Dataset items
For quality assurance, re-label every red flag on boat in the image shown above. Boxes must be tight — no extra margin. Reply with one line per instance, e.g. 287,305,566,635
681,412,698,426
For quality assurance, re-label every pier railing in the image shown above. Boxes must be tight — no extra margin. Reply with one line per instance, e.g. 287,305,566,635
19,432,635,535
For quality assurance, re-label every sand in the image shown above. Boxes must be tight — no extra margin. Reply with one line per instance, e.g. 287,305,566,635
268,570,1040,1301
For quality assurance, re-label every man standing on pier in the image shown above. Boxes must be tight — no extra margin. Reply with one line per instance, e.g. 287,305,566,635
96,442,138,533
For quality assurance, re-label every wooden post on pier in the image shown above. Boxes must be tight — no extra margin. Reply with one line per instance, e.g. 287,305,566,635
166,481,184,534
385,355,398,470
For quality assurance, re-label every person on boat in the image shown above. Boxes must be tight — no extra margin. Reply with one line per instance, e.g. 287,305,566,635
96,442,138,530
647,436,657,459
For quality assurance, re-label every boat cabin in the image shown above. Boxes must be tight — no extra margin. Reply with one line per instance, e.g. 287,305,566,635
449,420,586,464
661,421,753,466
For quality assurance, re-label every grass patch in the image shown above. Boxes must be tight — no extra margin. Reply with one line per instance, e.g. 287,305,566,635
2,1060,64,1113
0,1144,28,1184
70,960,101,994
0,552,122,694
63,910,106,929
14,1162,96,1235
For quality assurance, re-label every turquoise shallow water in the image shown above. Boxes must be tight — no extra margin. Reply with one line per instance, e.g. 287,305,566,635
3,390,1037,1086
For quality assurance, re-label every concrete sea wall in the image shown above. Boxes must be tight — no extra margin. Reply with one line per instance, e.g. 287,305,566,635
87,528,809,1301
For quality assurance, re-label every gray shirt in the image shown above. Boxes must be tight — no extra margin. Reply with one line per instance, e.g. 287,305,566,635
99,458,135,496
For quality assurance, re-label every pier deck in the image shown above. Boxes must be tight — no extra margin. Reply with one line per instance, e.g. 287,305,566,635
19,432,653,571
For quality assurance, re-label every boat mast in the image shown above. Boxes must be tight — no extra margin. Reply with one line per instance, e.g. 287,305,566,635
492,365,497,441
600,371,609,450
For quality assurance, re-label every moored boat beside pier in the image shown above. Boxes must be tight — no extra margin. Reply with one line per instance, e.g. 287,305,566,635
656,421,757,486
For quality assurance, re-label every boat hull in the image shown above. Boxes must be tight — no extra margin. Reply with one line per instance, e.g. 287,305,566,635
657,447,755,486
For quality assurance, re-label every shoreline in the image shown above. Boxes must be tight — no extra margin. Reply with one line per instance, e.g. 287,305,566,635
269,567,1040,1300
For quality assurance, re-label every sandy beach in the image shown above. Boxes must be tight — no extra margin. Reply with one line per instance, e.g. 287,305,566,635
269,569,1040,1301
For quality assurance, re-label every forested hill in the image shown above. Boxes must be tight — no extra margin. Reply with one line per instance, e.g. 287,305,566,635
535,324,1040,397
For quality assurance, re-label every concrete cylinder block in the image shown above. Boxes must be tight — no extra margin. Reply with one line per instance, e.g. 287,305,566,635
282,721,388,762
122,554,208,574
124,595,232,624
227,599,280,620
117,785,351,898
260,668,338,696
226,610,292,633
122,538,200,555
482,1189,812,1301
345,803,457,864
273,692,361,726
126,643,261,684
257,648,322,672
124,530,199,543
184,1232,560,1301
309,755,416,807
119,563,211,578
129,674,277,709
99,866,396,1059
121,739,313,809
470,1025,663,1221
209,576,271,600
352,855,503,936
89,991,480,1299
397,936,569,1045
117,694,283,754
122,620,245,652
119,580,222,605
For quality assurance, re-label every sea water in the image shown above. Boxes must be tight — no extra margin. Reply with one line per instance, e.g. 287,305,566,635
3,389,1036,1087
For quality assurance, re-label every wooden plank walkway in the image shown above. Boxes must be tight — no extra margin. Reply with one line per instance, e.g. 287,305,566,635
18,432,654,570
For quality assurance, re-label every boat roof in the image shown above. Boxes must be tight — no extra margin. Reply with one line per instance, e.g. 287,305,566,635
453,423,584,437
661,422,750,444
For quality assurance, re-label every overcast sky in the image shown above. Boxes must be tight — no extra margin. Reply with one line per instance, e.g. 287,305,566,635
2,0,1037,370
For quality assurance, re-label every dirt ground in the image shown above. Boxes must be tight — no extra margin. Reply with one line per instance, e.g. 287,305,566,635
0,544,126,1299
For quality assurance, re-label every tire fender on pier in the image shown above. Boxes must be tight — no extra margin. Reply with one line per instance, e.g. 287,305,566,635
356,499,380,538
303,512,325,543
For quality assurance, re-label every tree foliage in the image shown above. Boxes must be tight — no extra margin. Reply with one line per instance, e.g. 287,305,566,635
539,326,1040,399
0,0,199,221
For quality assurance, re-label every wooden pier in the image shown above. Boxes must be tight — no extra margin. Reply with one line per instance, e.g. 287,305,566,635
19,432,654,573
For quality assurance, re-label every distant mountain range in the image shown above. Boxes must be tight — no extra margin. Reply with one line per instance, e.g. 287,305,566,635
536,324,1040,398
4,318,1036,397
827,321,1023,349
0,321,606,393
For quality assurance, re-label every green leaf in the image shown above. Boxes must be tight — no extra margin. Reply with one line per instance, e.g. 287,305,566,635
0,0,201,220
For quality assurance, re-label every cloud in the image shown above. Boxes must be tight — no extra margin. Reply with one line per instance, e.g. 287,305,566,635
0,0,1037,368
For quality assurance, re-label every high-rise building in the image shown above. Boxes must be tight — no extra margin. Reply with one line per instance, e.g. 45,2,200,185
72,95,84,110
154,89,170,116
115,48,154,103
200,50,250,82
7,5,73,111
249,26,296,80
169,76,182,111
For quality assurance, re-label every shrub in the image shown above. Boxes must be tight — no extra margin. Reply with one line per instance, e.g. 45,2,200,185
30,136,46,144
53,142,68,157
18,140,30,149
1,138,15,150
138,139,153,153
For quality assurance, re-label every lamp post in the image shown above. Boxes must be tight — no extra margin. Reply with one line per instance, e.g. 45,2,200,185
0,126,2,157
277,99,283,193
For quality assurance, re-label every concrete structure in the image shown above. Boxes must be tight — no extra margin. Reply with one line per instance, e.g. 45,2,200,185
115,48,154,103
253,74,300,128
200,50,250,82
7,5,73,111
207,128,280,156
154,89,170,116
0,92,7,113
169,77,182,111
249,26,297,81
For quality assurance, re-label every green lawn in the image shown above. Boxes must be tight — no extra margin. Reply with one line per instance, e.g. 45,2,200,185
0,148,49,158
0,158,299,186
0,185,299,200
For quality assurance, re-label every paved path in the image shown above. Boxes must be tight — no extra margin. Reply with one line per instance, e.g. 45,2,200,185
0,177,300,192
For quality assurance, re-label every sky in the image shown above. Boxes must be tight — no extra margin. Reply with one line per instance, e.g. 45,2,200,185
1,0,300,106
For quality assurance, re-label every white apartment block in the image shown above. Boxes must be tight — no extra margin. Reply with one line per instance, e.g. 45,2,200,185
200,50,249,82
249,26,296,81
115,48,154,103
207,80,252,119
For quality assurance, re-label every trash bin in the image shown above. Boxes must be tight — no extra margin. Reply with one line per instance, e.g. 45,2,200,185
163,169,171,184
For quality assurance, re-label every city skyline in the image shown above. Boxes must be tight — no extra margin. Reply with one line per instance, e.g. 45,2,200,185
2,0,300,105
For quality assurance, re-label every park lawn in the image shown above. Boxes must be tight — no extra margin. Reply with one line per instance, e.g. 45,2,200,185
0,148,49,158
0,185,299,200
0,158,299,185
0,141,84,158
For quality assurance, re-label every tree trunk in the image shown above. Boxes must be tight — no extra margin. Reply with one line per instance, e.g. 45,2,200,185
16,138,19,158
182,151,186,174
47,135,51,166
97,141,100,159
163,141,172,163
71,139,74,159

## Task directions
The expected output is the run of lines from the one holding "For quality assurance, re-label every park" to the last line of the entries above, each reproduced character for character.

## Your response
For quality assurance, re-label every park lawn in the image shown above. Boxes must be tight — no extra margin. Reply with one line per instance, e.g. 45,2,200,185
0,148,49,158
0,185,299,200
0,158,299,185
0,141,84,158
For quality assurance, re-label every tree trunk in the image shown above. Boxes must be tight — no extra margin. Reply with one line per instance, e.g. 45,2,200,185
16,138,19,158
182,151,186,174
47,135,51,166
97,141,100,159
163,141,172,163
71,139,74,159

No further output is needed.